**Supplied information:**
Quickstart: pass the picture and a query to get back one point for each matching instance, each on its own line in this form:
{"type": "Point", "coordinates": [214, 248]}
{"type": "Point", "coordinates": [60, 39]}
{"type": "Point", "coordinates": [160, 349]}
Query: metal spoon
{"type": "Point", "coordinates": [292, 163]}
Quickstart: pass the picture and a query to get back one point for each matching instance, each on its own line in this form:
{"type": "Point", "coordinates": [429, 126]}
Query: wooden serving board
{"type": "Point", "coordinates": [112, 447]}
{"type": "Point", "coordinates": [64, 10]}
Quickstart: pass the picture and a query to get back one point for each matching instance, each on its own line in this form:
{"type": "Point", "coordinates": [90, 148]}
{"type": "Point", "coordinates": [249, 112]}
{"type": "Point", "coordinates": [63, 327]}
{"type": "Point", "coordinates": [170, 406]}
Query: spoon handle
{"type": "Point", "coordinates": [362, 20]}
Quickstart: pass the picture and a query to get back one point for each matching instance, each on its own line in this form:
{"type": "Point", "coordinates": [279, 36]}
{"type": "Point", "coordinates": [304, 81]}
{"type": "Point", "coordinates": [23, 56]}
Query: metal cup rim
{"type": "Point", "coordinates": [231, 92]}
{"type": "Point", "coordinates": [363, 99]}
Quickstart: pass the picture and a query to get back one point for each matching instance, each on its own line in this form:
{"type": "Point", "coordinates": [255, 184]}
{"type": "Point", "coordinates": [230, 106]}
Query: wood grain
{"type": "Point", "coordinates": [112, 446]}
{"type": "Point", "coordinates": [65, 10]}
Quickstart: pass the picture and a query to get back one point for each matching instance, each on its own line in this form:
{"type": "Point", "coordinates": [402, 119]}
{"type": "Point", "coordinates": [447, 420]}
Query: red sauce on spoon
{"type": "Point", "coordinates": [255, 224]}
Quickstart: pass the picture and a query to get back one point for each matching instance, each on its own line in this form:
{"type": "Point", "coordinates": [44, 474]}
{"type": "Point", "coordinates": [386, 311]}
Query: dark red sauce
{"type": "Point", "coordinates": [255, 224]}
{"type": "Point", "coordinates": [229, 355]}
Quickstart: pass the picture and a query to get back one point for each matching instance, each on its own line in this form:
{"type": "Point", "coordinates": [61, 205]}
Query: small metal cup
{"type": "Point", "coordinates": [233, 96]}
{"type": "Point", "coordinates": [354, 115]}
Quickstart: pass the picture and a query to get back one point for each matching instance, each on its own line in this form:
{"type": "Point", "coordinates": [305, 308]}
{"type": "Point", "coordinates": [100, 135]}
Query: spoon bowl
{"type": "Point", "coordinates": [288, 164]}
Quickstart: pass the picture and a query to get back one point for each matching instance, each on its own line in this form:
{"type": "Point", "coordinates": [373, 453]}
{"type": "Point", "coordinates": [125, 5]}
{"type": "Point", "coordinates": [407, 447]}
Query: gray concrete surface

**Task item:** Your task is to transcribe the listing above in full and exactly.

**Expected answer:**
Quickstart: pass the picture and a query to get back one point for each matching instance, each on its own line in this form:
{"type": "Point", "coordinates": [214, 248]}
{"type": "Point", "coordinates": [60, 39]}
{"type": "Point", "coordinates": [160, 349]}
Query: metal spoon
{"type": "Point", "coordinates": [292, 163]}
Quickstart: pass the picture and a query to get back one point for each matching instance, each on its own line in this form:
{"type": "Point", "coordinates": [429, 126]}
Query: wooden serving board
{"type": "Point", "coordinates": [112, 447]}
{"type": "Point", "coordinates": [64, 10]}
Quickstart: pass the picture and a query to get back one point for each matching instance, each on its own line in this form:
{"type": "Point", "coordinates": [90, 148]}
{"type": "Point", "coordinates": [249, 112]}
{"type": "Point", "coordinates": [63, 327]}
{"type": "Point", "coordinates": [170, 406]}
Query: spoon handle
{"type": "Point", "coordinates": [362, 20]}
Quickstart: pass the picture and a query to get back one point for each matching instance, each on its own line in this form:
{"type": "Point", "coordinates": [279, 36]}
{"type": "Point", "coordinates": [304, 81]}
{"type": "Point", "coordinates": [23, 56]}
Query: metal cup rim
{"type": "Point", "coordinates": [231, 92]}
{"type": "Point", "coordinates": [363, 99]}
Quickstart: pass the picture and a query to get back one point for each matching instance, each on its own line in this form:
{"type": "Point", "coordinates": [255, 184]}
{"type": "Point", "coordinates": [230, 106]}
Query: wood grain
{"type": "Point", "coordinates": [112, 446]}
{"type": "Point", "coordinates": [65, 10]}
Quickstart: pass the picture and a query to get back one point for each matching instance, each on its own line in this form:
{"type": "Point", "coordinates": [402, 119]}
{"type": "Point", "coordinates": [447, 420]}
Query: red sauce on spoon
{"type": "Point", "coordinates": [255, 224]}
Quickstart: pass the picture and a query to get back one point for each matching instance, each on its own line in this form:
{"type": "Point", "coordinates": [44, 474]}
{"type": "Point", "coordinates": [386, 311]}
Query: dark red sauce
{"type": "Point", "coordinates": [255, 224]}
{"type": "Point", "coordinates": [229, 355]}
Quickstart: pass the picture and a query to get back one point for each matching instance, each on its own line in this form:
{"type": "Point", "coordinates": [61, 205]}
Query: small metal cup
{"type": "Point", "coordinates": [233, 96]}
{"type": "Point", "coordinates": [354, 115]}
Quickstart: pass the picture and a query to get back one point for each matching instance, each on its own line in this form:
{"type": "Point", "coordinates": [305, 308]}
{"type": "Point", "coordinates": [100, 135]}
Query: spoon bowl
{"type": "Point", "coordinates": [288, 164]}
Quickstart: pass the picture and a query to get back one point for each matching instance, each on its own line in this form:
{"type": "Point", "coordinates": [373, 453]}
{"type": "Point", "coordinates": [125, 5]}
{"type": "Point", "coordinates": [407, 447]}
Query: gray concrete surface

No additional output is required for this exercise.